*Actions to take*
1. Decide whether each statement below agrees with the Colorado cycling blog, answering yes or no and quoting the deciding words of the text: (a) the riders will travel as a group for 13 miles before the first climb; (b) the temperature at the summit of Pikes Peak was 63 degrees; (c) on the first day of the drive, Karen and the writer stopped for the night in St. Louis.
2. Carry the Colorado cycling blog forward from its final sentence.

───── Selected excerpt ─────

Thursday, June 30, 2011

Boulder

 Beth and Sandy hold the rap meeting

Today, Karen and I drove over to Beth's house in Boulder for the pre ride meeting. It was good to see old friends and meet some new ones. (John's wife will be riding with us. Rick brought a friend, etc. More about that later.)

Steve, Bill, Dan, and John reunite after their Natchez Trace Parkway ride in May

Beth and Sandy have organized this ride for us and have obviously put a lot of effort into it, based on our discussion tonight. After having rap, we had a nice cookout to cap off the evening.

Riders attend the rap meeting

Luggage load is at 7:00AM at Beth's house tomorrow morning. We'll ride as a group for 13 miles before hitting the first climb on the way to Estes Park. Now, it is time for a good nights sleep and to get fully hydrated, as we climb to over 9,000 feet tomorrow.

Bill and Leo at rap

Wednesday, June 29, 2011

Colorado Springs

Welcome to Colorado

I went for a nice out and back 20 mile cycle in Goodland, Kansas this morning. A tailwind going out and a headwind coming back. The ABB ride to Pierre, SD came to mind when returning. I have not ridden into as stiff a headwind since that day in South Dakota last year. In any event, it was a nice opening to a great day.

The Cog Railway, approaching the summit of Pikes Peak 

After showering and breakfast, we entered Colorado, drove to Colorado Springs, and took the cog railway to the summit of Pikes Peak at 14,110 feet. It was 53 degrees at the summit. A nice change from the weather we've had recently down south.

Summit of Pikes Peak

The day ended with an outdoor jacuzzi with views of Pikes Peak.

Well,  we made it to Colorado. Tomorrow, we drive to Beth's house in Boulder for the pre ride meeting. Then, on Friday we cycle 59 miles to Estes Park to get the ride started.
Today's ride: http://connect.garmin.com/activity/95790346


Tuesday, June 28, 2011

The ride to Colorado

Yesterday, Karen and I began the drive to Colorado for the ABB Colorado reunion ride. Georgia, Tennessee, Kentucky, and Illinois passed quickly. Before we knew it, we were driving through St. Louis into Missouri. We made it to Columbia, MO before calling it a day.

───── Entries ─────

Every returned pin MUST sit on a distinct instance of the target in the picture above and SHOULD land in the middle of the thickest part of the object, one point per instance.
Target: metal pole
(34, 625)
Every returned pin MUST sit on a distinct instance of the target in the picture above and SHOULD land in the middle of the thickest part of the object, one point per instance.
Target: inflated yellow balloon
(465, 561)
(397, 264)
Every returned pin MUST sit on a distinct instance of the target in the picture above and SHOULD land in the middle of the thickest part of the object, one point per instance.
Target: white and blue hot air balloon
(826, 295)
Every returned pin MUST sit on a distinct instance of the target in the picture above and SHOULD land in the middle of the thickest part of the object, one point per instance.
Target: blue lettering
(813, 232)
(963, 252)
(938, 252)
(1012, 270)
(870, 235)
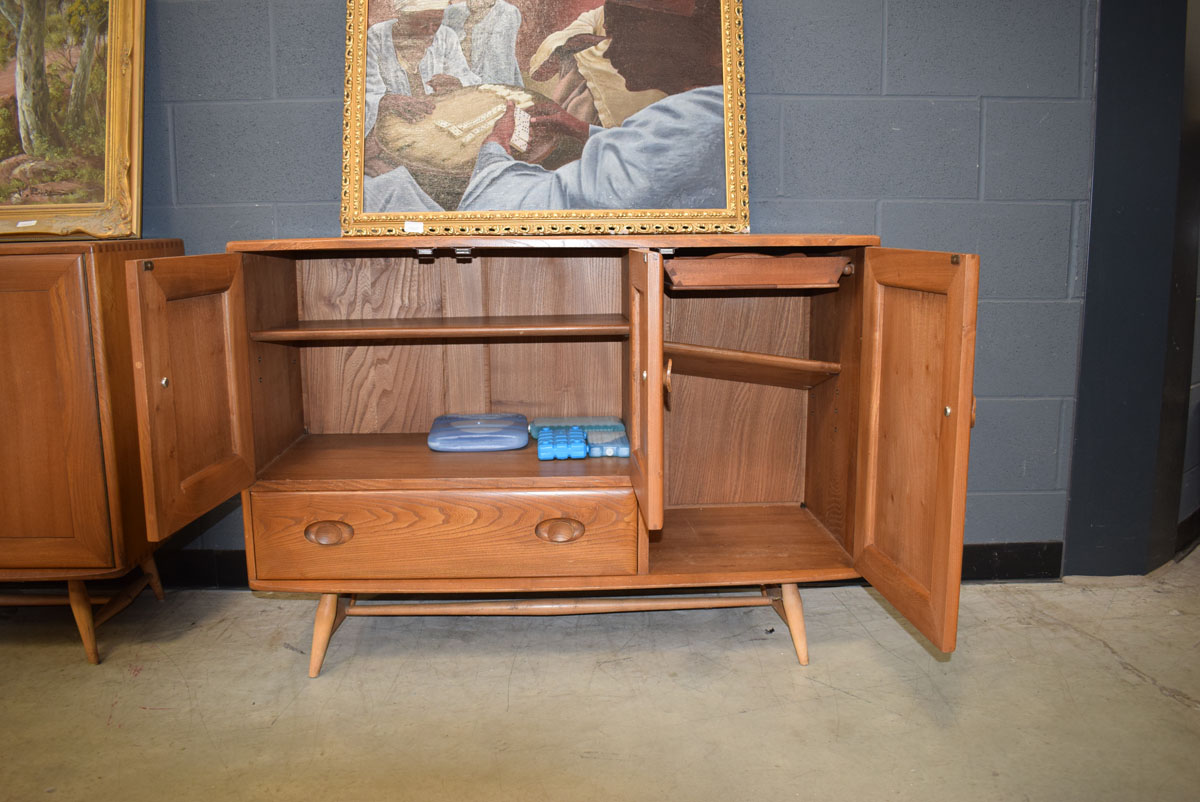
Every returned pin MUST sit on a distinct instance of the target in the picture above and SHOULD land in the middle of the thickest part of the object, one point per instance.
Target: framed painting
(544, 117)
(71, 118)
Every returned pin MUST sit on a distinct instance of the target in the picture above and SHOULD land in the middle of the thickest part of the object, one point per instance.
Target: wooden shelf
(759, 544)
(450, 328)
(747, 366)
(406, 462)
(757, 271)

─────

*Task answers*
1.
(a) Yes: "We'll ride as a group for 13 miles before hitting the first climb on the way to Estes Park."
(b) No: "It was 53 degrees at the summit."
(c) No: "We made it to Columbia, MO before calling it a day."

2.
The Rocheport trailhead 

This morning we had a quick 12 mile drive to Rocheport where I was able to take a short bike ride on the Katy Trail.  This is a 225 mile rails to trails project, extending from St. Charles to Clinton. The surface is crushed limestone, or similar to the Elroy-Sparta Trail for those of you who have ridden the latter in Wisconsin. Anyway, I got in a nice ride along the Missouri River on the stretch of bike trail that is supposed to be the most scenic of the entire trail. The Missouri River is in flood stage here and was within one foot of flooding the trail just west of town. In fact, there is a section of trail in the town that has been sandbagged. I understand the river is supposed to crest here later this week, so hopefully there will be no damage to the trail. Ironically though, it was a flood washing out eight miles of surface that was the last straw causing the Missouri-Kansas-Texas Railroad to cease operations in 1986, and leading to the current Katy Trail State Park.

The trail south of Rocheport with the I-70 bridge crossing the Missouri River

I would recommend the Katy Trail for anyone interested in a point to point, flat, scenic, dirt/crushed limestone surfaced ride. There are many bed and breakfasts, and camping opportunities along the entire trail, and plenty of restrooms and restaurants. Perhaps I'll have to come back and cycle the entire trail some day.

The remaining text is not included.